___ PROVIDED ENTRIES

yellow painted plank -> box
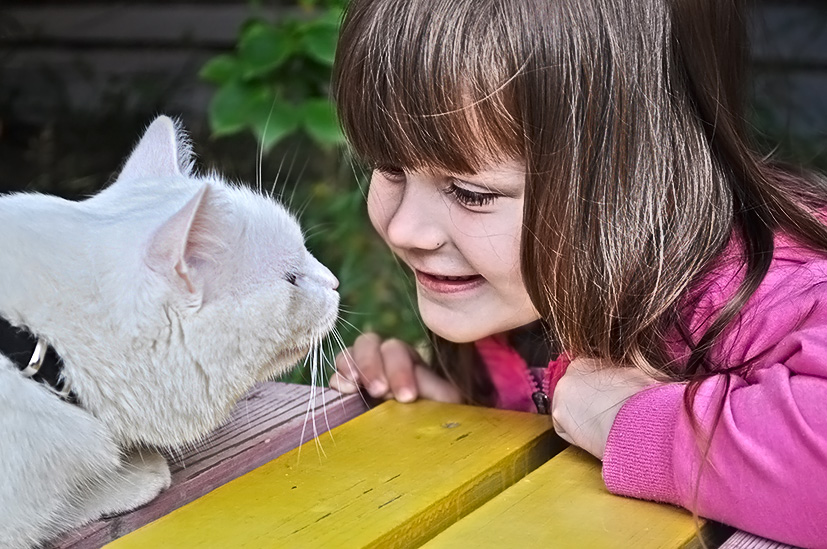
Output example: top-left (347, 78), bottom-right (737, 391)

______
___ PROVIDED ENTRIES

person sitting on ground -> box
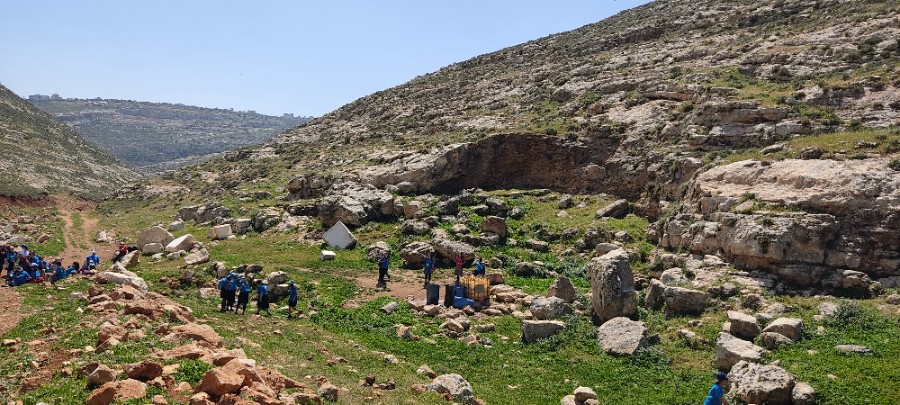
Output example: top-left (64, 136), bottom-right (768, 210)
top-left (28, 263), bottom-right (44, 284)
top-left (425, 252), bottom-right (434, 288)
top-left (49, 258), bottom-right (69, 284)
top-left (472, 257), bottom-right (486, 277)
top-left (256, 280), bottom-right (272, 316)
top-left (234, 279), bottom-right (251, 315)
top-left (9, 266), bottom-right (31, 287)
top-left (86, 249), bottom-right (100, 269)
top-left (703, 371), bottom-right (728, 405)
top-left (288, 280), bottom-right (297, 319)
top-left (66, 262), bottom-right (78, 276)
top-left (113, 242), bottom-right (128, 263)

______
___ PROVIDED ENTRIES

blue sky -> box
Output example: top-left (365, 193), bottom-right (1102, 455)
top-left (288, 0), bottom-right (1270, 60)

______

PROBLEM TO SOLVE: Rewrite the lines between the line holding "blue sky -> box" and the line holding "top-left (288, 0), bottom-right (1270, 60)", inclusive, switching "Output example" to "Sample output" and leaving everything else unchanged.

SOLUTION TO THIS TASK:
blue sky -> box
Sample output: top-left (365, 193), bottom-right (1102, 455)
top-left (288, 0), bottom-right (1270, 60)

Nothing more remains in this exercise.